- _EXTRAIT DE TEXTE_:
################

Auteur: Inès ABDESSELEM, Avocat au barreau de Paris


Les pratiques anticoncurrentielles sont un mal pour la société. Faussant le jeu de la concurrence, elles peuvent notamment entrainer une augmentation des prix sur un marché créant, corrélativement, un préjudice conséquent pour les consommateurs, premiers touchés par ces hausses.

Afin de renforcer la pratique du droit de la concurrence au Maroc, il a été publié au Bulletin Officiel le 25 novembre 2022, le Dahir n°40-21 modifiant et complétant la loi n°104-12 relative à la liberté des prix et de la concurrenceLoi 40-21 »).


Cette nouvelle loi vient réformer le contrôle des opérations de concentration avec l’établissement de nouveaux seuils qui devront être précisés par voie réglementaire mais également le contrôle des pratiques anticoncurrentielles avec la révision de la procédure de non-contestation des griefs.


Aux termes de la loi n°104-12 dans sa lecture antérieure à la réforme, la procédure de non-contestation des griefs faisait partie de la « panoplie » de procédures dites « négociées » dont disposait le conseil de la concurrence marocain (le « Conseil ») afin de lutter contre les pratiques anticoncurrentielles.

################

- _INFORMATIONS AFFICHÉES_:
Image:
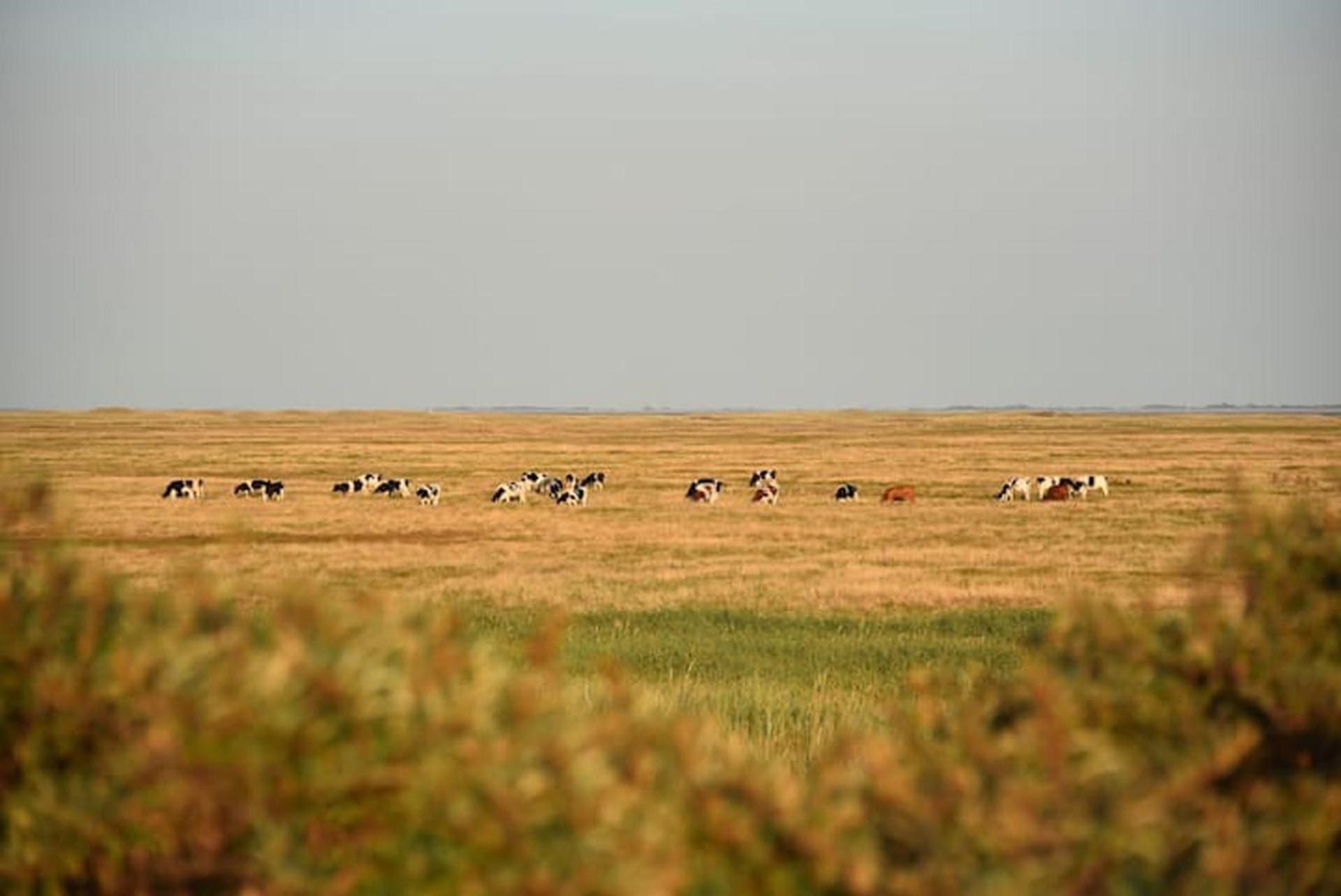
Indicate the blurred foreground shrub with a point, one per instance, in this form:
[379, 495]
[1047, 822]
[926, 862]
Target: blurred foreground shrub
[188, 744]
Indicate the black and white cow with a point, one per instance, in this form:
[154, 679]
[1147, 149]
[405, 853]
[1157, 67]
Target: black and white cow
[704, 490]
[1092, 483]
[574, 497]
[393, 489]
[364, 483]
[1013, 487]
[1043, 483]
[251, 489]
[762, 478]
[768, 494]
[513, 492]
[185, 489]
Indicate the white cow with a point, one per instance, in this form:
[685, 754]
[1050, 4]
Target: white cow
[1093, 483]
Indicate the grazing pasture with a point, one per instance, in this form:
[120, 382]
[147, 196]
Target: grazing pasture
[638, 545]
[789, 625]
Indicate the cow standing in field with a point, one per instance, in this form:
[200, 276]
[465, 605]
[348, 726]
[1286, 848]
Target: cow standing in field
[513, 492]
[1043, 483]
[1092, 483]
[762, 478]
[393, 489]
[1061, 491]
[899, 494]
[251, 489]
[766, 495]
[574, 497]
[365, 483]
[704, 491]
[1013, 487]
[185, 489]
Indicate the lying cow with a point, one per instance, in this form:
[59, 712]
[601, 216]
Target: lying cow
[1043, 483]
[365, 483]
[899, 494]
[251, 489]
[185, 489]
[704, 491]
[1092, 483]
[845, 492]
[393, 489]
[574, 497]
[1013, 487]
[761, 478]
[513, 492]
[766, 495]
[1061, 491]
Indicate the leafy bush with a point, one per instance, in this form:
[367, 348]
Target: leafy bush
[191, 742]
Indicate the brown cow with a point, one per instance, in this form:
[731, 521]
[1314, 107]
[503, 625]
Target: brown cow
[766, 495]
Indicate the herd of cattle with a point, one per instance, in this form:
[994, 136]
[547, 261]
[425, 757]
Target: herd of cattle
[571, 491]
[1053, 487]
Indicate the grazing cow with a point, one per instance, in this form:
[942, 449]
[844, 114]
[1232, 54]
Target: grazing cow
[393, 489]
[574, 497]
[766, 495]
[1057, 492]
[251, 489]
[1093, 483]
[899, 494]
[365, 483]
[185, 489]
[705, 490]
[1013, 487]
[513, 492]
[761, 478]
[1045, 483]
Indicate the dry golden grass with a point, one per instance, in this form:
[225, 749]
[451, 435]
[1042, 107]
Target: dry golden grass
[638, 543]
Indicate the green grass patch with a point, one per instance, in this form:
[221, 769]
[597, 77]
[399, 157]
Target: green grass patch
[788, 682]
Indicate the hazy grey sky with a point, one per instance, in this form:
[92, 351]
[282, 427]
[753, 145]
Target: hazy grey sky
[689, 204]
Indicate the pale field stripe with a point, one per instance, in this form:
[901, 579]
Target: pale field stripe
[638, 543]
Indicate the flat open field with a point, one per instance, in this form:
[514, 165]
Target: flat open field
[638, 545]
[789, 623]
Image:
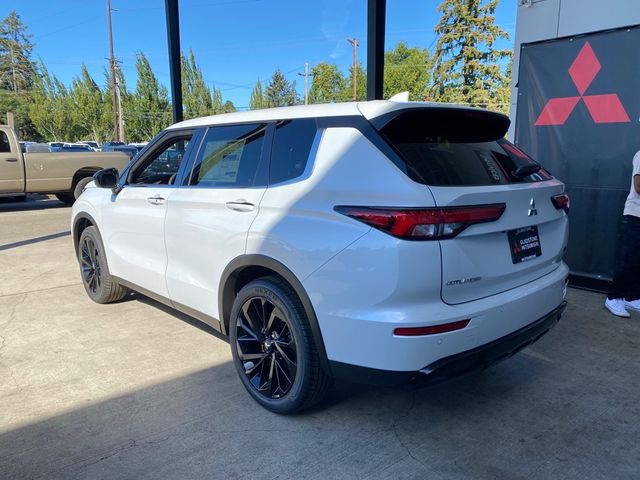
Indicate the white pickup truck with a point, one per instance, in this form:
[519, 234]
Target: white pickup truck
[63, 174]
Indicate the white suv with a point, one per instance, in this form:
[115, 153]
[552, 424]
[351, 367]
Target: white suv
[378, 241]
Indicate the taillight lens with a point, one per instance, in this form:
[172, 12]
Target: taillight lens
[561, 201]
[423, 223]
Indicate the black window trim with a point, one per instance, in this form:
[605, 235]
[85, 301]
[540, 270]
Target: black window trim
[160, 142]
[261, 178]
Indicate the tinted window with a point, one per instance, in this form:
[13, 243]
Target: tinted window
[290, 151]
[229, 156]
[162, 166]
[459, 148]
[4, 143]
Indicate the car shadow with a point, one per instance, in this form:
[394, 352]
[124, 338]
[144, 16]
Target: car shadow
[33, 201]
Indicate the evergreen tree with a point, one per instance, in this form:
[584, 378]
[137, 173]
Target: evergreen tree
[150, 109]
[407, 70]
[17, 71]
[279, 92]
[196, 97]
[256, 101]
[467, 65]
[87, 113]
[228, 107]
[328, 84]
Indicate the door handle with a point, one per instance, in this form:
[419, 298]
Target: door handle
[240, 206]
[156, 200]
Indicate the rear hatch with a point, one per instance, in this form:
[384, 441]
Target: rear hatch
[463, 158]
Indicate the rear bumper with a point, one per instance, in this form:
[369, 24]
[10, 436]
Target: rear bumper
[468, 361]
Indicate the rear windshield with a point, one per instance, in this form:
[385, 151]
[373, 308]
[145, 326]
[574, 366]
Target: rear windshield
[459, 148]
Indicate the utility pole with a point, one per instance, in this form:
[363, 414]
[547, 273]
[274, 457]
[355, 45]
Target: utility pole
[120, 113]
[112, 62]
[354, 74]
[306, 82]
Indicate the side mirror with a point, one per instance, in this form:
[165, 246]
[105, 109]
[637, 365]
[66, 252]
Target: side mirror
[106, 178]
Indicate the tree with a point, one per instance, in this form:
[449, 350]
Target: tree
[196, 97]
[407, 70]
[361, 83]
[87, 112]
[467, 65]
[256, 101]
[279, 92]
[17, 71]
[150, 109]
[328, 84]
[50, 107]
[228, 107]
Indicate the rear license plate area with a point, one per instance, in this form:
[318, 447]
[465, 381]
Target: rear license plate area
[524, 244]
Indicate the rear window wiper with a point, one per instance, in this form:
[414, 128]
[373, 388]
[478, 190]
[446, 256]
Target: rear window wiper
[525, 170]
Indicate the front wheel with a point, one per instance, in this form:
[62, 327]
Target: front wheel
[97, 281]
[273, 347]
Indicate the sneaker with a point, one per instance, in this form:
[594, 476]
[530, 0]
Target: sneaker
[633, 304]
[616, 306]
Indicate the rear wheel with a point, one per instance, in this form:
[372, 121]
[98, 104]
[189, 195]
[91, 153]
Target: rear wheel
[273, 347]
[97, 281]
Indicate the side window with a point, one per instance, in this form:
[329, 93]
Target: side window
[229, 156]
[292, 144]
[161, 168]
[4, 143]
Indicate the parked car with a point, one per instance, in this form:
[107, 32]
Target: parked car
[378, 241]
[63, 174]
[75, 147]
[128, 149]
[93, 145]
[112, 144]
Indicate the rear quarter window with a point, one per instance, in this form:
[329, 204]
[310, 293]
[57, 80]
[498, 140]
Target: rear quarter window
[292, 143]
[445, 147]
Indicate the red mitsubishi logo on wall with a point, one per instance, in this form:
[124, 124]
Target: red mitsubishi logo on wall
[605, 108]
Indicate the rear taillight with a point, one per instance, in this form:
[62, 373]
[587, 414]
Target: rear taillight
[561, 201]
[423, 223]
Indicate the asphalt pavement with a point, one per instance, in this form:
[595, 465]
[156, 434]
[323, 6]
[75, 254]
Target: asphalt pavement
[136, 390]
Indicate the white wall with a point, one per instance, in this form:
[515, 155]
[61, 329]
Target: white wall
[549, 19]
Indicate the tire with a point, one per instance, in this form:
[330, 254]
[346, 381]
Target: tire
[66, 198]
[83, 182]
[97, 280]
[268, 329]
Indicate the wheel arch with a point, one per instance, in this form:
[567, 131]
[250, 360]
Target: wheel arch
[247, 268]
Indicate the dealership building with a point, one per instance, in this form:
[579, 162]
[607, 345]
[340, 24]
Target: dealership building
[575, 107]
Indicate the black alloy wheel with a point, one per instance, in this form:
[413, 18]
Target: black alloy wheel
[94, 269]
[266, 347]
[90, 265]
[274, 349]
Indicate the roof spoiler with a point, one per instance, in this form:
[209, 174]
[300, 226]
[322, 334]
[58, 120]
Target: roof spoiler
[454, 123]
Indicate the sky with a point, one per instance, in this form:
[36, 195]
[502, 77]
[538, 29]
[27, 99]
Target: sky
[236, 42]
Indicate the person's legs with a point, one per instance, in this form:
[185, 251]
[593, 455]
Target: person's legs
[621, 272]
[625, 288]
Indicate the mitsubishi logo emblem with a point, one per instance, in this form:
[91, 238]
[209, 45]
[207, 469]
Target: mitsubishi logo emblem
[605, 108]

################

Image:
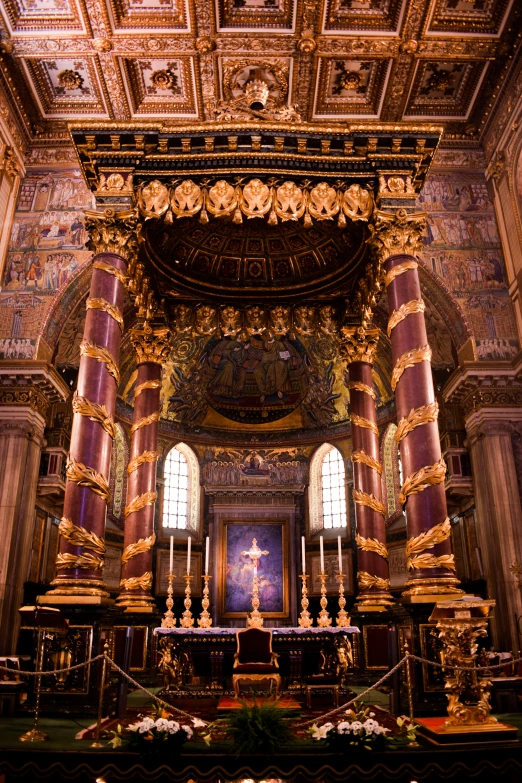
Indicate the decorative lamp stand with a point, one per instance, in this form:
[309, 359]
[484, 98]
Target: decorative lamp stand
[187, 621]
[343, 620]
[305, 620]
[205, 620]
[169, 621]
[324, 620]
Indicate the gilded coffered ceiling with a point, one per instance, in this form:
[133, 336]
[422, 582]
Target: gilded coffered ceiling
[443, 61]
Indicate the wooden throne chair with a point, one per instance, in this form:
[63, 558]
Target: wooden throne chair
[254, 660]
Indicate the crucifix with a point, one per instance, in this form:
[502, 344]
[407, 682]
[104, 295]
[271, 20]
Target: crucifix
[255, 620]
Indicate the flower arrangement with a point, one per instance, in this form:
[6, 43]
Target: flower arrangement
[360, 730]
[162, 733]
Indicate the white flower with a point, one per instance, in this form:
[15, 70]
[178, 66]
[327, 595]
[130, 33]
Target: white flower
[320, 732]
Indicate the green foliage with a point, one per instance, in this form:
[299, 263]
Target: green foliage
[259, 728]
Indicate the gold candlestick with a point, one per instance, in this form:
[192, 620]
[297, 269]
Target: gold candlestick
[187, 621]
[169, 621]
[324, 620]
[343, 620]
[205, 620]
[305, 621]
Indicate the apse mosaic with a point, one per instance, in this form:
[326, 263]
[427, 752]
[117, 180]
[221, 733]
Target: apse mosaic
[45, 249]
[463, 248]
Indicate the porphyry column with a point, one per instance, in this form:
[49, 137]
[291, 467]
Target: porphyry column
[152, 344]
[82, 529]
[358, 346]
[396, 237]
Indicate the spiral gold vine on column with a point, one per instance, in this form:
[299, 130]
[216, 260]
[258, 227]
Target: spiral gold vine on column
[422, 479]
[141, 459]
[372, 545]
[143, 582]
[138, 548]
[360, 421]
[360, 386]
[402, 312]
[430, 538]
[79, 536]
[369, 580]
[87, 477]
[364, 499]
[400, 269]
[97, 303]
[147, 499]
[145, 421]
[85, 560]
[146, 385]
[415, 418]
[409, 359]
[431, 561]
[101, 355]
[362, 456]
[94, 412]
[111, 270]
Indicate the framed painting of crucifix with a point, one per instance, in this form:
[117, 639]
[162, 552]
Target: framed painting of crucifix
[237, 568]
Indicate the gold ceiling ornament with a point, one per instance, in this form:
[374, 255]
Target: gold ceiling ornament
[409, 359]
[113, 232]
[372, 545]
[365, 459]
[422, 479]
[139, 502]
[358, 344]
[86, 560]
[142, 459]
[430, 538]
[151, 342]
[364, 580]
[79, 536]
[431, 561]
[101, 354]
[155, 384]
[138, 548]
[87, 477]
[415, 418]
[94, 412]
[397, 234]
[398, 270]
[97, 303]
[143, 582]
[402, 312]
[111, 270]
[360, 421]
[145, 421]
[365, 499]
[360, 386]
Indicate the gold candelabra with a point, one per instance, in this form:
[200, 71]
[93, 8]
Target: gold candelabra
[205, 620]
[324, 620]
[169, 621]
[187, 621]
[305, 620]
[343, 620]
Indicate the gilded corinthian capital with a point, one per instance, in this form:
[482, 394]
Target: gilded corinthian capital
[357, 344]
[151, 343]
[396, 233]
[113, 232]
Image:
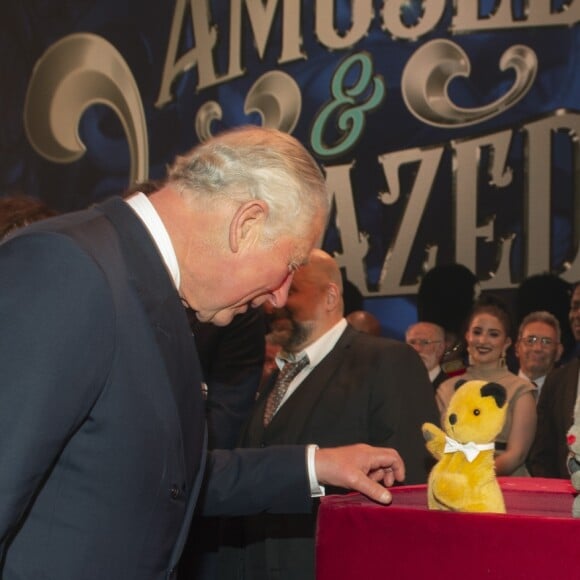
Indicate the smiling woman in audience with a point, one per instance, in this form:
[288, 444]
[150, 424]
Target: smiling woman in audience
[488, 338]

################

- _PROBLÈME POSÉ 1_:
Dans l'extrait sur la réforme du droit de la concurrence au Maroc, à quelle date le Dahir n°40-21 a-t-il été publié au Bulletin Officiel ?
- _PROBLÈME POSÉ 2_:
Poursuivez l'extrait sur la réforme du droit de la concurrence au Maroc à la suite de sa dernière phrase.
Le matériel présenté ici provient d'une autre source que l'extrait.

- _RÉPONSE 1_:
Le 25 novembre 2022.

- _RÉPONSE 2_:
S’inspirant du « plea bargaining » américain, cette procédure permettait à une entreprise ou à un organisme de renoncer volontairement à contester les griefs, c’est-à-dire les incriminations notifiées par le régulateur, en contrepartie d'une réduction de la sanction encourue et de la prise d’engagements[1].


Reposant sur le principe de contrepartie, cette procédure était, au titre de la loi 104 -12 avant la réforme, un des outils à disposition du Conseil pour :

  • Aboutir à un gain procédural dans le traitement des affaires ;

  • Faire respecter le droit de la concurrence ; et

  • Rétablir rapidement une concurrence sur un marché.


Toutefois, malgré qu’il ne s’agisse pas d’une reconnaissance de culpabilité, il s’est avéré que dans la pratique ladite procédure inspirait la défiance de certaines entreprises. A ce titre, il lui a notamment été reproché son imprévisibilité.


Ainsi, par le biais de la Loi 40-21 cette procédure s’est vue transformée en procédure qui pourrait être qualifiée de « transaction ».


Le présent article présente les grandes lignes de cette nouvelle procédure.

NB : Cette analyse est effectuée sur une traduction non officielle de la Loi 40-21, cette dernière n’étant, à date, pas encore publiée.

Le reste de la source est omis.